→ **EXERCISE DIRECTIONS**: Copy out each line of the data holding "knob".
DATASET RECORDS Start Marker
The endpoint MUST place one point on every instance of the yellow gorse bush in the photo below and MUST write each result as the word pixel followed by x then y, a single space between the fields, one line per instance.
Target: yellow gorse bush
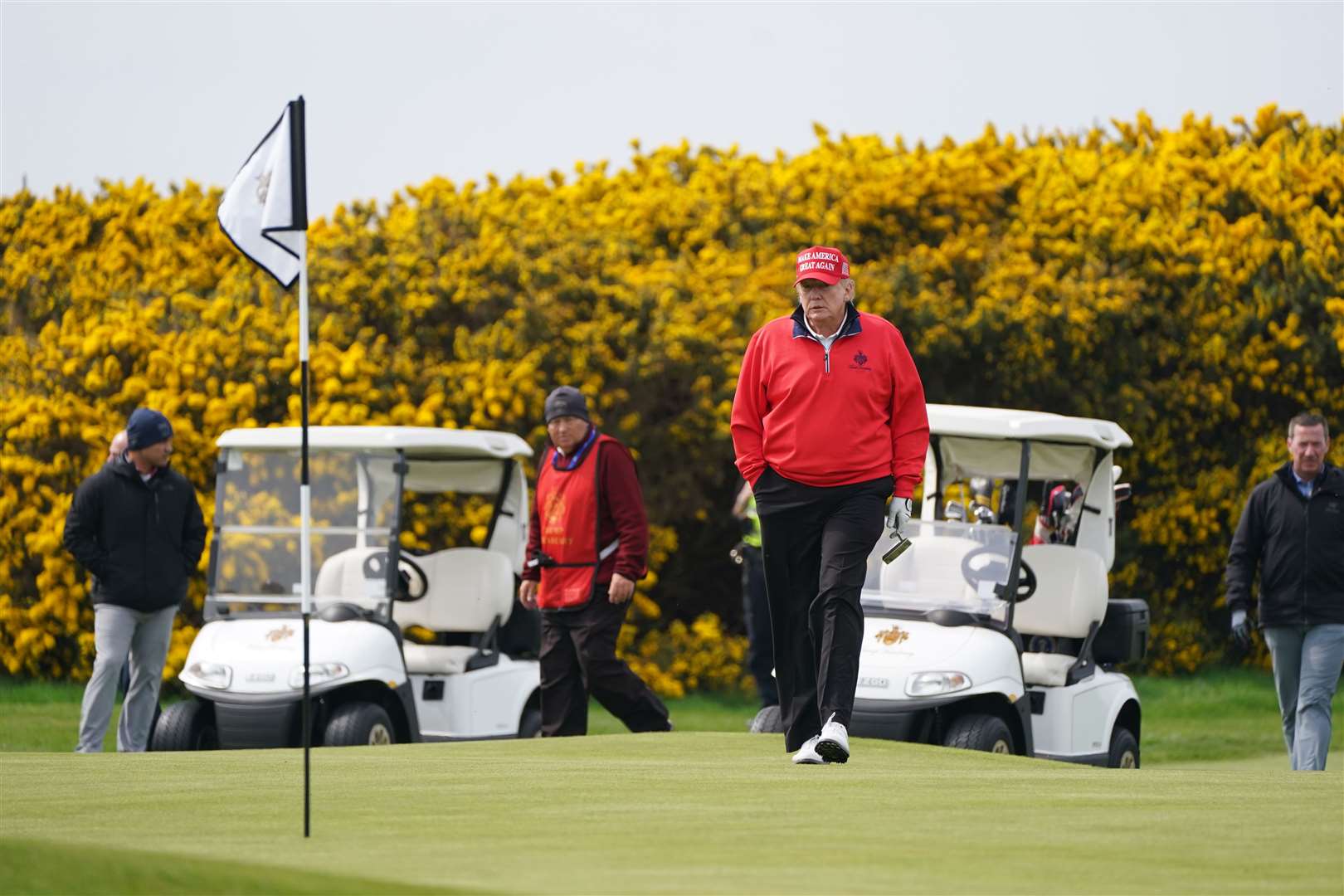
pixel 1185 282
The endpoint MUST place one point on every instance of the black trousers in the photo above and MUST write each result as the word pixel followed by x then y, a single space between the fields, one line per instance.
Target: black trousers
pixel 756 611
pixel 816 544
pixel 578 657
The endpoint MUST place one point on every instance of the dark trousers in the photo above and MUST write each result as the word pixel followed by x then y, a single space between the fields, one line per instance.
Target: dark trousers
pixel 816 544
pixel 756 613
pixel 578 657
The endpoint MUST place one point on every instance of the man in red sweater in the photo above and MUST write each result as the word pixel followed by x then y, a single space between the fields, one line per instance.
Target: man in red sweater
pixel 587 547
pixel 828 421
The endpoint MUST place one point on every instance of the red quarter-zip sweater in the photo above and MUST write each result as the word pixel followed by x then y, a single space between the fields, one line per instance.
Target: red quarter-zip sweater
pixel 823 418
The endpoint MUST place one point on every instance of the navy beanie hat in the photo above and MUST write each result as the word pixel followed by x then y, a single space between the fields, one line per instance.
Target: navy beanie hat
pixel 147 427
pixel 566 401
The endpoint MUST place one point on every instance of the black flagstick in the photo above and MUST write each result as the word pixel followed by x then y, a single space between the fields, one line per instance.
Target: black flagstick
pixel 299 195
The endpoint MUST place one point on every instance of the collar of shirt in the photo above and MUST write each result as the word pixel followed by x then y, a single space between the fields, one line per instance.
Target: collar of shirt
pixel 845 319
pixel 1305 486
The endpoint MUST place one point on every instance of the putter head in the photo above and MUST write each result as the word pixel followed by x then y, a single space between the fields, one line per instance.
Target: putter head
pixel 895 550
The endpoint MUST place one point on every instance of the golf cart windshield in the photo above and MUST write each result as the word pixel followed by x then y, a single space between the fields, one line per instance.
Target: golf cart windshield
pixel 947 566
pixel 256 553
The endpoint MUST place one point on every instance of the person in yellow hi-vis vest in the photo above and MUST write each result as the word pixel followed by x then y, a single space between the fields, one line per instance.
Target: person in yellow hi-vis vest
pixel 587 547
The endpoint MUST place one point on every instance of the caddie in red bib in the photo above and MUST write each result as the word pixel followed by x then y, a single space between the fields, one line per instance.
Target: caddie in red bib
pixel 567 494
pixel 587 546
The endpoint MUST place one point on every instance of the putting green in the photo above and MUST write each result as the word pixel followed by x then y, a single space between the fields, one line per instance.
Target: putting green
pixel 663 813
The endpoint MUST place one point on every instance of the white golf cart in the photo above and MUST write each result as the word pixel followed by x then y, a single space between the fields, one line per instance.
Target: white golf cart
pixel 975 640
pixel 403 646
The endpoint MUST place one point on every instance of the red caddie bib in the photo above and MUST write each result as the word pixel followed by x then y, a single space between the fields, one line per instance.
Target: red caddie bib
pixel 567 508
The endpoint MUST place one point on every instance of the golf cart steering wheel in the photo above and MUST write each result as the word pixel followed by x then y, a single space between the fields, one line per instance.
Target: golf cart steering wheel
pixel 375 567
pixel 993 567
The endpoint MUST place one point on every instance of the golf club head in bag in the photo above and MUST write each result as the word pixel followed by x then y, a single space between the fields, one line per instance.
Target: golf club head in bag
pixel 895 550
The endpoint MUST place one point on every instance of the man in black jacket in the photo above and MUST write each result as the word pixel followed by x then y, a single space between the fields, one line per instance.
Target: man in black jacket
pixel 136 525
pixel 1293 529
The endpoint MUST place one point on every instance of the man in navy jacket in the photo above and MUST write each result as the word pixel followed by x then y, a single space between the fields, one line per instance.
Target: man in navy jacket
pixel 1293 531
pixel 136 525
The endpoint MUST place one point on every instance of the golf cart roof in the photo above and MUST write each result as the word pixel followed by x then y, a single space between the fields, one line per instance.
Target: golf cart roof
pixel 417 441
pixel 1007 423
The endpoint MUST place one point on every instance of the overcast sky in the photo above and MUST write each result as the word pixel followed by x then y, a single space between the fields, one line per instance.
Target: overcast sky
pixel 398 93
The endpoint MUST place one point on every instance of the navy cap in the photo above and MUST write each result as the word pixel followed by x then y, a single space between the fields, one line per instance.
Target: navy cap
pixel 147 427
pixel 566 401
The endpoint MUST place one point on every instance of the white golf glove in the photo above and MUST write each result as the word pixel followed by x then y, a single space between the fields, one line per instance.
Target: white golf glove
pixel 898 514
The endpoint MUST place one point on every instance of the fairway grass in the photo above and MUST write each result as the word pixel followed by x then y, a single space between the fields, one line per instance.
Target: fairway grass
pixel 689 811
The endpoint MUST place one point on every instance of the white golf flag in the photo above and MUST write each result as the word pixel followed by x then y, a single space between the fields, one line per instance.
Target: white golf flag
pixel 265 210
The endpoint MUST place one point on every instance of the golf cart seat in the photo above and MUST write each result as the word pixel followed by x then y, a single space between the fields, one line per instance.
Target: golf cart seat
pixel 933 567
pixel 470 590
pixel 342 577
pixel 1070 602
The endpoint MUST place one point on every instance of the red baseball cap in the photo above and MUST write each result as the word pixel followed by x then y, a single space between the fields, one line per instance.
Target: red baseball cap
pixel 821 262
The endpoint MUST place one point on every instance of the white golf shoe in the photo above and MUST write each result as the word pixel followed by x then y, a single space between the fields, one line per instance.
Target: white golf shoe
pixel 832 743
pixel 808 754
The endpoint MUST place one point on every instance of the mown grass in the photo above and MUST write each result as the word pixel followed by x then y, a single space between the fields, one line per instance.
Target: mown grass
pixel 680 813
pixel 1218 716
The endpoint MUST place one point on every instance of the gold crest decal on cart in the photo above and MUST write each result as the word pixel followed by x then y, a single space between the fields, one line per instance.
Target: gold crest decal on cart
pixel 893 635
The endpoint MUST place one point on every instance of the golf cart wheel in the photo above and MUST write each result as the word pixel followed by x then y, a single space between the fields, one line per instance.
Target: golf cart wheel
pixel 767 722
pixel 186 726
pixel 980 731
pixel 359 724
pixel 531 723
pixel 1124 750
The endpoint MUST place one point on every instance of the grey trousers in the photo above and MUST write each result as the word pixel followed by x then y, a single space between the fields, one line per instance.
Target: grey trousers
pixel 1307 672
pixel 145 635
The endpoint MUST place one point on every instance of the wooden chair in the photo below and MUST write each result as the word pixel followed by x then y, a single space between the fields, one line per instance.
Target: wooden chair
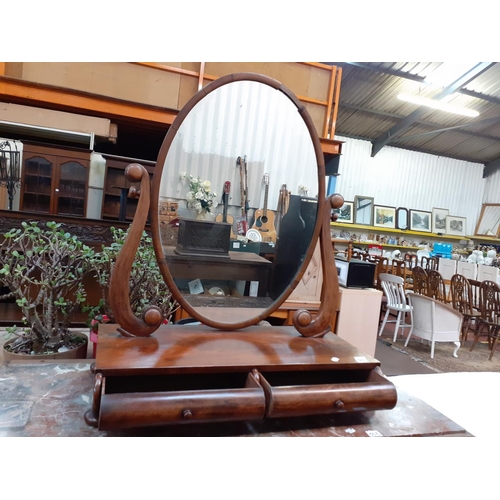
pixel 399 268
pixel 489 322
pixel 419 277
pixel 461 300
pixel 434 321
pixel 436 288
pixel 394 291
pixel 429 263
pixel 411 260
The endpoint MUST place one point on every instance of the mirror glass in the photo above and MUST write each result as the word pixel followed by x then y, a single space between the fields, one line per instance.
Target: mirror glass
pixel 363 210
pixel 489 220
pixel 402 218
pixel 253 154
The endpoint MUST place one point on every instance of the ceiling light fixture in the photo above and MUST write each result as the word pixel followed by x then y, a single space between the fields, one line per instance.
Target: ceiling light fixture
pixel 442 106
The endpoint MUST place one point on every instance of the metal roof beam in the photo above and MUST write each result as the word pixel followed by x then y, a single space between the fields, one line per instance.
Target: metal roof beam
pixel 424 123
pixel 491 167
pixel 421 79
pixel 407 122
pixel 388 71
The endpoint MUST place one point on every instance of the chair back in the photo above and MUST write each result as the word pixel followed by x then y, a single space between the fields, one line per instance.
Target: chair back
pixel 429 263
pixel 490 302
pixel 431 319
pixel 436 288
pixel 393 288
pixel 476 294
pixel 411 260
pixel 419 275
pixel 461 294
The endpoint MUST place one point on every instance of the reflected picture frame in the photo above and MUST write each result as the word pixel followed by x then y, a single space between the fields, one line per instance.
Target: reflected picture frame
pixel 384 216
pixel 420 220
pixel 456 226
pixel 402 218
pixel 345 213
pixel 439 220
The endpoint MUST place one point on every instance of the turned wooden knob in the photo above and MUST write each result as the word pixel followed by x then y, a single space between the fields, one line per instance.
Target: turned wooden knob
DATASET RECORDS End Marker
→ **EXERCISE OUTPUT**:
The endpoint MUST place one point on every instance of the turned wooden knob in the photo above and MUST write each result as the word pixel followed by x then y, a single space between the fields, one line per instance.
Target: turned wooden knob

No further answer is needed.